What the exercise asks => Give the records again in full, exactly as they appear, but without the pictures.

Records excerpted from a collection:
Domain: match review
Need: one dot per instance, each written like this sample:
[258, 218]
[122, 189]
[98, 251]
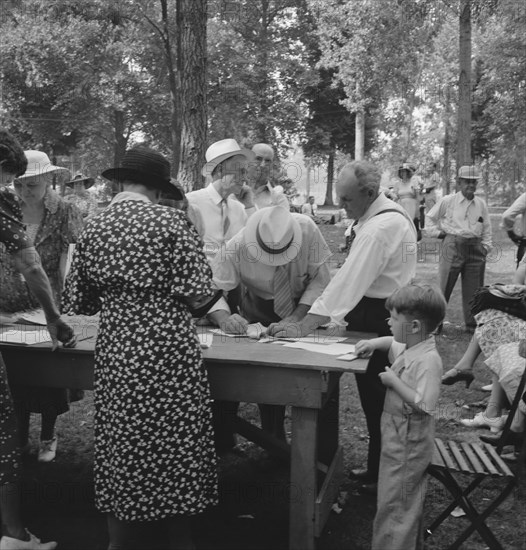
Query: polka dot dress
[154, 457]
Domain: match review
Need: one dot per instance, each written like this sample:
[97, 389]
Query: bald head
[259, 169]
[358, 187]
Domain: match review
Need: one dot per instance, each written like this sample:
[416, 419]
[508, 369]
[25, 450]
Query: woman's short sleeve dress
[154, 453]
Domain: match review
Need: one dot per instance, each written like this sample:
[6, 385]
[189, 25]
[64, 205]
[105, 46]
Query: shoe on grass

Written response =>
Domain: match review
Need: one dot per instance, each written like this sample:
[258, 218]
[122, 189]
[98, 251]
Query: polka dot dress
[154, 457]
Domain: match review
Need: one dot per instance, each written like this sample:
[97, 389]
Query: bald head
[259, 169]
[358, 187]
Domain: match review
Need: one dot per instance, each written like this sample:
[416, 419]
[508, 369]
[25, 450]
Query: woman's short sleeve dress
[154, 453]
Domain: match review
Need: one dot per instance, each written like this sample:
[6, 385]
[189, 25]
[64, 205]
[105, 46]
Query: shoe on grass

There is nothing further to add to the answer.